Position identification records
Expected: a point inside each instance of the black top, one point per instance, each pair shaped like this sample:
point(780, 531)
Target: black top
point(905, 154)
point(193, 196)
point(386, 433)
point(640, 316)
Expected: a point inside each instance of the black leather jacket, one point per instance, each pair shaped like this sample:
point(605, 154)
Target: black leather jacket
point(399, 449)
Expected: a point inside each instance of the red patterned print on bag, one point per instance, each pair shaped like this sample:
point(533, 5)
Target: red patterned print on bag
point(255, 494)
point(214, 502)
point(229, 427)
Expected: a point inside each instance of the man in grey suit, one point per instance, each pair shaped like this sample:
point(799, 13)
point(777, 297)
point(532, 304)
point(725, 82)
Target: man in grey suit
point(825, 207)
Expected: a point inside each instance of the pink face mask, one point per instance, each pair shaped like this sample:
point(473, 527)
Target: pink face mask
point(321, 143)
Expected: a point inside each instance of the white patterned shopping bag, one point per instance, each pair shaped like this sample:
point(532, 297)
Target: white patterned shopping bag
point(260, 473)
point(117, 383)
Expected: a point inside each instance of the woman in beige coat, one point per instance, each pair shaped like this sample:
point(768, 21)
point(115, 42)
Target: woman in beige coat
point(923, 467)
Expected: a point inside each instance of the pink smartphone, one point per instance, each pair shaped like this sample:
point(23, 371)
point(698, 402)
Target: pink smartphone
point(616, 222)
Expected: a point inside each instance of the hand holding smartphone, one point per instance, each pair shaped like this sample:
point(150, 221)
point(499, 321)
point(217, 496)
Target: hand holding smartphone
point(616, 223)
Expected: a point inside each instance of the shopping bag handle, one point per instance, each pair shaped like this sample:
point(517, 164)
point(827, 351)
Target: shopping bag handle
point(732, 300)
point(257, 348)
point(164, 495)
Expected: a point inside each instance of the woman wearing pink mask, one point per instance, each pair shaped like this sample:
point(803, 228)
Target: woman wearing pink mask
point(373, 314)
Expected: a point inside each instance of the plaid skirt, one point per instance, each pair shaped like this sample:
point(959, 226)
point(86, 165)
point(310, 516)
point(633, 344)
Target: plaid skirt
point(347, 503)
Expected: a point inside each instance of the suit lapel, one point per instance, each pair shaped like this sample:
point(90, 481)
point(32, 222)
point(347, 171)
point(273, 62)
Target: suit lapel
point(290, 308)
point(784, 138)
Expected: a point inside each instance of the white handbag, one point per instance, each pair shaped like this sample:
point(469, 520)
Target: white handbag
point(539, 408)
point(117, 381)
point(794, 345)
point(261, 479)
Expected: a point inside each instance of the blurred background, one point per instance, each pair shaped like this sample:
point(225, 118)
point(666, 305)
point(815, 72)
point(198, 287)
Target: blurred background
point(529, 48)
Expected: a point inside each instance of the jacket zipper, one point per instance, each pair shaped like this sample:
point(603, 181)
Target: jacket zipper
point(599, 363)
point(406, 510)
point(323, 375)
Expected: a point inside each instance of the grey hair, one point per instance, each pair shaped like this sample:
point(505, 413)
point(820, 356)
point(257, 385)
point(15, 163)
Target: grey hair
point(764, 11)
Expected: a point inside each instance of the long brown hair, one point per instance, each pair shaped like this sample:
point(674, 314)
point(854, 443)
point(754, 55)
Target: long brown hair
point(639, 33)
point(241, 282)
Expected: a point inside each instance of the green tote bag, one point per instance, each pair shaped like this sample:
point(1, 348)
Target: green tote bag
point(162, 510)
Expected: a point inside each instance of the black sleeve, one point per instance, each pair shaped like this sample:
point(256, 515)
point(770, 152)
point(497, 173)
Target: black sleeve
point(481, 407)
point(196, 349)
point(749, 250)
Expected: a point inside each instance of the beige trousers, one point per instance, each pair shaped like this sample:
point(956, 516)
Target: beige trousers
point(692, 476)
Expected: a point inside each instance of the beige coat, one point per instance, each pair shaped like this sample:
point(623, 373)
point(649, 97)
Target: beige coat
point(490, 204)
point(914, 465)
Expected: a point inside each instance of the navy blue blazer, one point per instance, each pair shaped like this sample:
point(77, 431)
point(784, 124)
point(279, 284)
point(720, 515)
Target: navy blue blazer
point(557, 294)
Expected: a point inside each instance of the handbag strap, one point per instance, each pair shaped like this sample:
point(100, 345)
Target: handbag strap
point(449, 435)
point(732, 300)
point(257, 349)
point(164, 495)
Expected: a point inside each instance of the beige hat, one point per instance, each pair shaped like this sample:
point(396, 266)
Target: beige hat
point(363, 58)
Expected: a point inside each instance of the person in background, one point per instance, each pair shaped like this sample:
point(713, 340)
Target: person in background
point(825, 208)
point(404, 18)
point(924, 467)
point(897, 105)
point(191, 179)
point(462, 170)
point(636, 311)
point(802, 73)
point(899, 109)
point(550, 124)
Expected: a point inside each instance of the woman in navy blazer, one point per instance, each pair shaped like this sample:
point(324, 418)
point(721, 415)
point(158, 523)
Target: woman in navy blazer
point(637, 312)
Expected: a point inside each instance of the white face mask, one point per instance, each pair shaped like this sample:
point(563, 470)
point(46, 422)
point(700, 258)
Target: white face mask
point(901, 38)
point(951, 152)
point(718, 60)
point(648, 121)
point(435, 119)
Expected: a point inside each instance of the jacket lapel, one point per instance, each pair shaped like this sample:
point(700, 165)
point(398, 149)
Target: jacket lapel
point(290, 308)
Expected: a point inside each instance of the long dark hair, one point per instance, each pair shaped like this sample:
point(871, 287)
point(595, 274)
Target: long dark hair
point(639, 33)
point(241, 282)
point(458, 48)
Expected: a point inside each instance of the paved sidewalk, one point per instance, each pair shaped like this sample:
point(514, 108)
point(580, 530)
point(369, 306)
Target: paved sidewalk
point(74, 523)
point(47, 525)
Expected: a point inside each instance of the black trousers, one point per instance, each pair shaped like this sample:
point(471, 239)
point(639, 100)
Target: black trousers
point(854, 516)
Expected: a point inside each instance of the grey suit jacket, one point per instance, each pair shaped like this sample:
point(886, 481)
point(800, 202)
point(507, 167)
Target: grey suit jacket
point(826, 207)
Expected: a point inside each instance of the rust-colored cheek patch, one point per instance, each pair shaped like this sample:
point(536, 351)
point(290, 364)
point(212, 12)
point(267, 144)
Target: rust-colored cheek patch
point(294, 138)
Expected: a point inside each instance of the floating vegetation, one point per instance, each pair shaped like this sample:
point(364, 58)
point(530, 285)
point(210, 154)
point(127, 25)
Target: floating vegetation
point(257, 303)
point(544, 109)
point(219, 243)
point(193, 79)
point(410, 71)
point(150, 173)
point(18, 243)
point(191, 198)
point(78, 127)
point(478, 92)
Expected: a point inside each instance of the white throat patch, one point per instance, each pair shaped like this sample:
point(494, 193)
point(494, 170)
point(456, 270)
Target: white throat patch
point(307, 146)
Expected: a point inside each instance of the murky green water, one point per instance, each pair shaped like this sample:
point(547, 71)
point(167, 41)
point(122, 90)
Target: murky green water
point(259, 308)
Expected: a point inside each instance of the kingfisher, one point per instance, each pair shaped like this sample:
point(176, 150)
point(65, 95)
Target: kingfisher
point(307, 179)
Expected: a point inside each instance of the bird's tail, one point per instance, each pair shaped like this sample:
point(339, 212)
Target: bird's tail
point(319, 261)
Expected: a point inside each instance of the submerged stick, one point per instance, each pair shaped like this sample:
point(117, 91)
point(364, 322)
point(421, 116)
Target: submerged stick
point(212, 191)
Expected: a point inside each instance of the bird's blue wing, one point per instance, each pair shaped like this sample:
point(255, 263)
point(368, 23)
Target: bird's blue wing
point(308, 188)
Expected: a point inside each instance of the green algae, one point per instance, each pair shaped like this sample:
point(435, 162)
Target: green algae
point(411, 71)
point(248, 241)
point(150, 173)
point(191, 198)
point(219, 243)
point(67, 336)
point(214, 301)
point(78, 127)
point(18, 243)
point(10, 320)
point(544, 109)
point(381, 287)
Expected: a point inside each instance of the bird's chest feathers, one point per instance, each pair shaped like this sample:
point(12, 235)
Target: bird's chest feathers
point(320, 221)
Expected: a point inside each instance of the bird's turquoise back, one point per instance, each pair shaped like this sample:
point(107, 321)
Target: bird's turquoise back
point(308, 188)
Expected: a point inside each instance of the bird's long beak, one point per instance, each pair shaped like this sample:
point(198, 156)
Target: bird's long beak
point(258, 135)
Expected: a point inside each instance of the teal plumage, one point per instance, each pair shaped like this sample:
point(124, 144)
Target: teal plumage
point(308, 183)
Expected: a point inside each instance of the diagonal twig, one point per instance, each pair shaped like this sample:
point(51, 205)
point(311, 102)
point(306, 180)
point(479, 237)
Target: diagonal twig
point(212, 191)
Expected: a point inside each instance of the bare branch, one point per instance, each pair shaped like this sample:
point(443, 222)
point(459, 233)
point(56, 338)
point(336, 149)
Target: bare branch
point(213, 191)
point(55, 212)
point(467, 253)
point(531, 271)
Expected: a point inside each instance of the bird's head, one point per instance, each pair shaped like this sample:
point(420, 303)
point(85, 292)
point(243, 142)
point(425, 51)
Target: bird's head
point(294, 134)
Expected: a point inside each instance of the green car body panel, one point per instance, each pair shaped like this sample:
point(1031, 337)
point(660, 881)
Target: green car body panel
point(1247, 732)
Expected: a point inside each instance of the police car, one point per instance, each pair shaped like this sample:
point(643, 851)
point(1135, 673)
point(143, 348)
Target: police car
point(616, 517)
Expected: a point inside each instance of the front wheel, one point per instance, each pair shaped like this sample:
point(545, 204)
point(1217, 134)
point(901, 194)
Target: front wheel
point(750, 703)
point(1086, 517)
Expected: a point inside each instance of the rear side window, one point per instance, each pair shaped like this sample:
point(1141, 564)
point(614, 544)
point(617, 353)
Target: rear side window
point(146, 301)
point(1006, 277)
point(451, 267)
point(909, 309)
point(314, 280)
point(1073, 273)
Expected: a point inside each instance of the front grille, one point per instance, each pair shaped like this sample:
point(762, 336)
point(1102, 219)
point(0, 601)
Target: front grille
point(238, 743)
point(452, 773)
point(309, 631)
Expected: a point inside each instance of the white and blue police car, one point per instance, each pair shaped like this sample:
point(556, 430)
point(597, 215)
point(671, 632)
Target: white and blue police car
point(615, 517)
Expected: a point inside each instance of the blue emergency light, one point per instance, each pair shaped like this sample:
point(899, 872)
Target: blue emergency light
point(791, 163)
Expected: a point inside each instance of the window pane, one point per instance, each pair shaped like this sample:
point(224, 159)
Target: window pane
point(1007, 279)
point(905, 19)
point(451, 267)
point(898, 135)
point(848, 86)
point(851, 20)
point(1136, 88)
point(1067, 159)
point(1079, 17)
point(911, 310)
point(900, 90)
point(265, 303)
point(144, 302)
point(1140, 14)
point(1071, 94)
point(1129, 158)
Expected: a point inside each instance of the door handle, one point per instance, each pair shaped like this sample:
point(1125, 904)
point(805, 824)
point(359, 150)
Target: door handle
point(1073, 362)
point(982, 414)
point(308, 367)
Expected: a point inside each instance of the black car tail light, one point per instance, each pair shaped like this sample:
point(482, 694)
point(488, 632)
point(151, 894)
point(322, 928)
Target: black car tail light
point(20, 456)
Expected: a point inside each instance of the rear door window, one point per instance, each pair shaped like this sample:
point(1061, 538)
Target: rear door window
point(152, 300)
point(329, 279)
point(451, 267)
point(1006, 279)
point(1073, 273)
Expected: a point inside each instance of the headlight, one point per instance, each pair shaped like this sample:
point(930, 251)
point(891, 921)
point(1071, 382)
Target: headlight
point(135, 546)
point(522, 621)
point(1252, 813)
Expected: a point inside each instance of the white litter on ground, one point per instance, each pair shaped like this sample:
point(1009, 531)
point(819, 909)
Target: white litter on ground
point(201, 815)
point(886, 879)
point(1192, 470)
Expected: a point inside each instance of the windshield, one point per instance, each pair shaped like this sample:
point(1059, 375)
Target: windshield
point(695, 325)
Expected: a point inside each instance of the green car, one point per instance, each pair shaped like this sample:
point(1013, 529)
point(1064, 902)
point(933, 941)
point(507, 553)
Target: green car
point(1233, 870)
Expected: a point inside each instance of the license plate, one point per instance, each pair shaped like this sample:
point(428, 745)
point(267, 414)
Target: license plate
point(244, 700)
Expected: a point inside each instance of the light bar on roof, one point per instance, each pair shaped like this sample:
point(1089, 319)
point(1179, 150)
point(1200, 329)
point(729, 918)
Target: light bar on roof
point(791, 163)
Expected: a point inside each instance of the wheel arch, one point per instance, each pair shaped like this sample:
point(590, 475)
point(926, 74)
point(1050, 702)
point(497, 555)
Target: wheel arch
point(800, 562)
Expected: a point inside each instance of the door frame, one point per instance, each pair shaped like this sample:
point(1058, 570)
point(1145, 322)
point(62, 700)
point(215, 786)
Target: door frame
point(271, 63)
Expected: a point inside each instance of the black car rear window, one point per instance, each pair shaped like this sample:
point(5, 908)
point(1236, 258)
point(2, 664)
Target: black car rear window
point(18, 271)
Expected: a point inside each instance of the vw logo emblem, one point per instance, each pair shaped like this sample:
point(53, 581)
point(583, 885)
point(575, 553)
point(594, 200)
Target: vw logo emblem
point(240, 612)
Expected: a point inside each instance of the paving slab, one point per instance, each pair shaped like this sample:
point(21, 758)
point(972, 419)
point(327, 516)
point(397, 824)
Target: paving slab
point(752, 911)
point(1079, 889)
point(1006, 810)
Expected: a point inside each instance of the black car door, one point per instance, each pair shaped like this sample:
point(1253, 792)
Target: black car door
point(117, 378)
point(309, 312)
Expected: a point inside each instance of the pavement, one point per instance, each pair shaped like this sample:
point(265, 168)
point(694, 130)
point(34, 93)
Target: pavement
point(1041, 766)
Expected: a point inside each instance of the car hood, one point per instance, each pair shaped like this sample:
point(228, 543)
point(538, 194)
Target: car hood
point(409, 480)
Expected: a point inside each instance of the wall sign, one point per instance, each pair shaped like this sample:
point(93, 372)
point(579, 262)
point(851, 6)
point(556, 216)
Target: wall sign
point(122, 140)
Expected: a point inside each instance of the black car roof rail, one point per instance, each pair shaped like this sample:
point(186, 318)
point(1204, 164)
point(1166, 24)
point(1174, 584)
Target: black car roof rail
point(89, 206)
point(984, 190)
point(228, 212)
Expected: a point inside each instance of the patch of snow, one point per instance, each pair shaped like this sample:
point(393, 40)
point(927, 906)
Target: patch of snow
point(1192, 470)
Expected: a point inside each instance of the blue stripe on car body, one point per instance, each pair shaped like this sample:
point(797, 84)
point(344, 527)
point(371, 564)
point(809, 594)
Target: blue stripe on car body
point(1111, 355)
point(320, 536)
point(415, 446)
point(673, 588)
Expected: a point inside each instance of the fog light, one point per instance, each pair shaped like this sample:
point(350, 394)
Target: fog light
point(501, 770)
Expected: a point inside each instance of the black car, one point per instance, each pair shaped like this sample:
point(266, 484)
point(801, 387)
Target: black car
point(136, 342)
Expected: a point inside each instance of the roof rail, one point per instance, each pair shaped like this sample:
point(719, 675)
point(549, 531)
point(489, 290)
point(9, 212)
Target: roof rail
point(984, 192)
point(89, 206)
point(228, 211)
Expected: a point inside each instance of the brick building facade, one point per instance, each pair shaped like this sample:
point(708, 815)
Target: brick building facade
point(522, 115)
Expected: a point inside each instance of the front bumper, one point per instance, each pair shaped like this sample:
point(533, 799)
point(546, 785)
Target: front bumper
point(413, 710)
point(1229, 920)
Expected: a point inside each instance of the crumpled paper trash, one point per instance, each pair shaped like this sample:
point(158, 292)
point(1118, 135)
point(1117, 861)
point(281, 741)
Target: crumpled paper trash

Prompt:
Rewrite the lines of the listing starting with the line that contains "Expected: a point inside each instance of the bird's tail, one" and going on through the line that contains "point(531, 271)", substituting "example" for every occurrence of "sample" and leaving all else unchanged.

Result for this task:
Expected: a point inside each instance of the bird's tail, one point per instance, each pair shaped like this example:
point(339, 212)
Target: bird's tail
point(319, 261)
Expected: a point inside each instance of the submerged stick, one point per instance, each pair shaped like this example:
point(117, 91)
point(364, 322)
point(421, 116)
Target: submerged stick
point(212, 191)
Expected: a point inside each instance of the bird's blue wing, one point per instance, each pair shaped like this example:
point(255, 263)
point(368, 23)
Target: bird's blue wing
point(308, 188)
Expected: a point inside each instance of the green algae, one point per instance, each pair shaped like this example:
point(435, 162)
Target: green algae
point(411, 71)
point(248, 241)
point(150, 173)
point(191, 198)
point(219, 243)
point(67, 336)
point(214, 301)
point(78, 127)
point(18, 243)
point(10, 320)
point(544, 109)
point(381, 287)
Expected: a point inside each instance of the bird's chest feathers, one point per instance, each pair shaped like this example:
point(12, 235)
Target: bird's chest feathers
point(320, 221)
Expected: a point inside each instance of the bird's turquoise back, one point per instance, each pair shaped like this example:
point(107, 321)
Target: bird's turquoise back
point(308, 188)
Expected: a point inside each instance of the bird's long beak, one point per instance, each pair shaped like this example:
point(198, 156)
Target: bird's long beak
point(258, 135)
Expected: a point inside each instance of the teal plumage, one point per instance, each pair shaped like this example:
point(124, 144)
Target: teal plumage
point(308, 183)
Expected: a point inside each instance of the diagonal twig, one point per instance, each pair shaped like this example:
point(51, 205)
point(311, 102)
point(306, 180)
point(479, 237)
Target: diagonal twig
point(212, 191)
Expected: a point inside each instance of the bare branch, one point per instance, each pair shaped like this example:
point(443, 222)
point(459, 233)
point(56, 338)
point(336, 149)
Target: bare branch
point(213, 191)
point(55, 212)
point(467, 253)
point(531, 271)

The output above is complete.